-- START Passage to read --
Thursday, September 3, 2:45 in room 207: Sign-up
Thursday, October 8, 2:45 in the school library
Water for Elephants by Sara Gruen
Chosen by Mr. Domzalski
Nonagenarian Jacob Jankowski reflects back on his wild and wondrous days with a circus. It's the Depression Era and Jacob, finding himself parentless and penniless, joins the Benzini Brothers Most Spectacular Show on Earth. There he meets the freaks, grifters, and misfits that populate this world. He introduces us to Marlena, beautiful star of the equestrian act; to August, her charismatic but twisted husband (and the circus's animal trainer); and to Rosie, the seemingly untrainable elephant Jacob cares for. Beautifully written, with a luminous sense of time and place, Water for Elephants tells of love in a world in which love's a luxury few can afford.
-- END Passage to read --
-- START Provided data --
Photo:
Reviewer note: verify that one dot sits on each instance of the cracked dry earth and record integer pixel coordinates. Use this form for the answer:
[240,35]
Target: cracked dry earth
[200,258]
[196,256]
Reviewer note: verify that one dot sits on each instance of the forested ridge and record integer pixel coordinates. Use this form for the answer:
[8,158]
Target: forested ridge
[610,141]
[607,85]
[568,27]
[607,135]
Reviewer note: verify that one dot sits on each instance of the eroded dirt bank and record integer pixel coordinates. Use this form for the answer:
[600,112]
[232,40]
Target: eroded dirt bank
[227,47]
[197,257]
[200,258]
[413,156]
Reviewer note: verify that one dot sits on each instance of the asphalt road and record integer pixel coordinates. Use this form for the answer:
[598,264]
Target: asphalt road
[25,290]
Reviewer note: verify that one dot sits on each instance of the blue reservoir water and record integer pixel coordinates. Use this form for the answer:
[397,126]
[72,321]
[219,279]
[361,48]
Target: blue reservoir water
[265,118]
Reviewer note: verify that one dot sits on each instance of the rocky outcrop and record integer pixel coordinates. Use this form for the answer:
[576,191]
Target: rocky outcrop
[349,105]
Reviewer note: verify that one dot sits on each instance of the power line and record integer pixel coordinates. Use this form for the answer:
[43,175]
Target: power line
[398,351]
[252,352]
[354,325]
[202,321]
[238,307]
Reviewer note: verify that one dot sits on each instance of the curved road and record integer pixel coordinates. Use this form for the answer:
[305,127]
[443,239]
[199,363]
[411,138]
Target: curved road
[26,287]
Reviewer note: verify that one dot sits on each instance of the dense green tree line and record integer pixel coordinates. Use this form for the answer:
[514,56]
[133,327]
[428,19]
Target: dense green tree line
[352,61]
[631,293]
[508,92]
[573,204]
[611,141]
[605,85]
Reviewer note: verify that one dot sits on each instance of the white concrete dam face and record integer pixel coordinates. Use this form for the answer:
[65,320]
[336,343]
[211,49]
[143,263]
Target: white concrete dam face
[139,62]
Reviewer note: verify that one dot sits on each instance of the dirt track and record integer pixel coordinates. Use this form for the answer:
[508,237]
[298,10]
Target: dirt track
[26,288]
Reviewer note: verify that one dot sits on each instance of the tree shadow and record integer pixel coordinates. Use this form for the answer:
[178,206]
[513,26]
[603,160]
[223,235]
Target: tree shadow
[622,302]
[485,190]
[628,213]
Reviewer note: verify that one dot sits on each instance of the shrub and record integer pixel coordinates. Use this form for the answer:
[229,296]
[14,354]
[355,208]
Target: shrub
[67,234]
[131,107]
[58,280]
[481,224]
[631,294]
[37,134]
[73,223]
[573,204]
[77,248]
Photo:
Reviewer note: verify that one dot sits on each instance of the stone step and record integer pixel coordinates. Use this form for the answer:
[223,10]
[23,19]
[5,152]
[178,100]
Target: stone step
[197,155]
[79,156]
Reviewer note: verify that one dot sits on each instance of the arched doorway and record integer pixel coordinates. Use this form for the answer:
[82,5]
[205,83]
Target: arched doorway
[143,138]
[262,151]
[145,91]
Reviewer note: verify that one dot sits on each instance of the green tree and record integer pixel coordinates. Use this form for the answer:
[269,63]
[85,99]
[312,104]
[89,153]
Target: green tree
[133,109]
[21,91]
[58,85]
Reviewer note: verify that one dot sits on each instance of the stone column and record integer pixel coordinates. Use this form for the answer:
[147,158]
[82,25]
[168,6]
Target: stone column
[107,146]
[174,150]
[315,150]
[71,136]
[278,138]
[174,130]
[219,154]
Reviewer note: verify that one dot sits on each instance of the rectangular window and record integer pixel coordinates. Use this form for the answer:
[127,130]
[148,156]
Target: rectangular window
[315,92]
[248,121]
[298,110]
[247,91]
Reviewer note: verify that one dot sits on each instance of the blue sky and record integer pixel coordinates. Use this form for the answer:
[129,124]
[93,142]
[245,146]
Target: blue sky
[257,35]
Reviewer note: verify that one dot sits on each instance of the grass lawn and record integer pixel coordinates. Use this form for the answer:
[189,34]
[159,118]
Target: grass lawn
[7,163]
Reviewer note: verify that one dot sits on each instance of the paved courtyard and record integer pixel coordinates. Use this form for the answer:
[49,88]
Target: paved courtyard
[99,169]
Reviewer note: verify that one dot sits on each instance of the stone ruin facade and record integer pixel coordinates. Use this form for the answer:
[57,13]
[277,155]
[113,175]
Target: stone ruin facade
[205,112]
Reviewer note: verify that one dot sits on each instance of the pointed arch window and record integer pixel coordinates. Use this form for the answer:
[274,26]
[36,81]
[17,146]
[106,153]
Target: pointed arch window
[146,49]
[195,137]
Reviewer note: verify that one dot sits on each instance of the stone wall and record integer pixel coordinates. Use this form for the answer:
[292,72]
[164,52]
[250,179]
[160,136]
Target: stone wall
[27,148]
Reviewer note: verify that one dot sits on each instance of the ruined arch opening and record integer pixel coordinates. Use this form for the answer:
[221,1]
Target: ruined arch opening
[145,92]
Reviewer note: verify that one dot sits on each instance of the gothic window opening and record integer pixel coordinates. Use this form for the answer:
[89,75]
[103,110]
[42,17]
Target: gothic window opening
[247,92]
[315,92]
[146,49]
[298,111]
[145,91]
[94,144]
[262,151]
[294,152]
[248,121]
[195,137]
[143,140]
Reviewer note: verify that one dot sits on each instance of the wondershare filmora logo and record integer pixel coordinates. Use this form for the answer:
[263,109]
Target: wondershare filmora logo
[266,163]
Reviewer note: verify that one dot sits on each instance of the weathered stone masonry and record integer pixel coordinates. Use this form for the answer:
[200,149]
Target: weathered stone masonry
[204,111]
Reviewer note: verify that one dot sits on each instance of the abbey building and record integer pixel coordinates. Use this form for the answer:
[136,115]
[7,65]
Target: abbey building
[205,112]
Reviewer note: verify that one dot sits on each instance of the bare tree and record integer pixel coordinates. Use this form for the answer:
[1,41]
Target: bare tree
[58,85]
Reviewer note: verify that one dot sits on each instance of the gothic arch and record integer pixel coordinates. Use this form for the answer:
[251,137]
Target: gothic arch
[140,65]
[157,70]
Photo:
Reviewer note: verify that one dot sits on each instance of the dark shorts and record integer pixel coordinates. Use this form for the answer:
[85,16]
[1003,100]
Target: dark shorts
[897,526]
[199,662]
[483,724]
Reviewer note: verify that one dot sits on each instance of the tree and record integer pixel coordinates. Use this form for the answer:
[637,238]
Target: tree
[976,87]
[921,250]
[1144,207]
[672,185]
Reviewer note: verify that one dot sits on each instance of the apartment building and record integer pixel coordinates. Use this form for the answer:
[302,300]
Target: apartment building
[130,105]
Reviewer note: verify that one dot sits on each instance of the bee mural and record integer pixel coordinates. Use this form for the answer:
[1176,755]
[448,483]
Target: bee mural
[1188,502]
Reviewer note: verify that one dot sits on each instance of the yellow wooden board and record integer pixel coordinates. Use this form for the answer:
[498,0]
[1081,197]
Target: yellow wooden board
-- END Provided data --
**Required actions:**
1. In the book club notice, who chose Water for Elephants?
2. Extract from the book club notice the part that opens with the words containing "Thursday, September 3, 2:45" and closes with "few can afford.".
3. Continue the book club notice about Water for Elephants from where it stops.
The data is separate from the book club notice.

**Answers for this exercise:**
1. Mr. Domzalski.

2.
Thursday, September 3, 2:45 in room 207: Sign-up
Thursday, October 8, 2:45 in the school library
Water for Elephants by Sara Gruen
Chosen by Mr. Domzalski
Nonagenarian Jacob Jankowski reflects back on his wild and wondrous days with a circus. It's the Depression Era and Jacob, finding himself parentless and penniless, joins the Benzini Brothers Most Spectacular Show on Earth. There he meets the freaks, grifters, and misfits that populate this world. He introduces us to Marlena, beautiful star of the equestrian act; to August, her charismatic but twisted husband (and the circus's animal trainer); and to Rosie, the seemingly untrainable elephant Jacob cares for. Beautifully written, with a luminous sense of time and place, Water for Elephants tells of love in a world in which love's a luxury few can afford.

3.
Thursday, November 19, 2:45 in the school library
A Great and Terrible Beauty by Libba Bray
Chosen by Valerie Yenco
It’s 1895, and after the suicide of her mother, 16-year-old Gemma Doyle is shipped off from the life she knows in India to Spence, a proper boarding school in England. Lonely, guilt-ridden, and prone to visions of the future that have an uncomfortable habit of coming true, Gemma’s reception there is a chilly one. To make things worse, she’s been followed by a mysterious young Indian man, a man sent to watch her. But why? What is her destiny? And what will her entanglement with Spence’s most powerful girls—and their foray into the spiritual world—lead to?
Thursday, December 10, 2:45 in the school library
Mesmerized by Gayle Lynds
Chosen by Jessie Mimms
In Mesmerized, Gayle Lynds delivers a modern-day story of passion and treachery, packed with authentic detail, politics, history, and romance. From the corridors of the FBI's Hoover building to the dangerous streets of the new Moscow, Mesmerized will take you on the roller-coaster ride of a lifetime, climaxing in a great showdown at the home of American democracy itself.
After a heart transplant saves brilliant Washington attorney Beth Convey, she inexplicably acquires new tastes and abilities, and finds herself haunted by strange dreams — or are they memories? Her search for answers leads Beth to former FBI operative-turned-reporter Jeff Hammond. Together they hunt down the truth and discover terrifying top-secret information that could re-ignite the Cold War.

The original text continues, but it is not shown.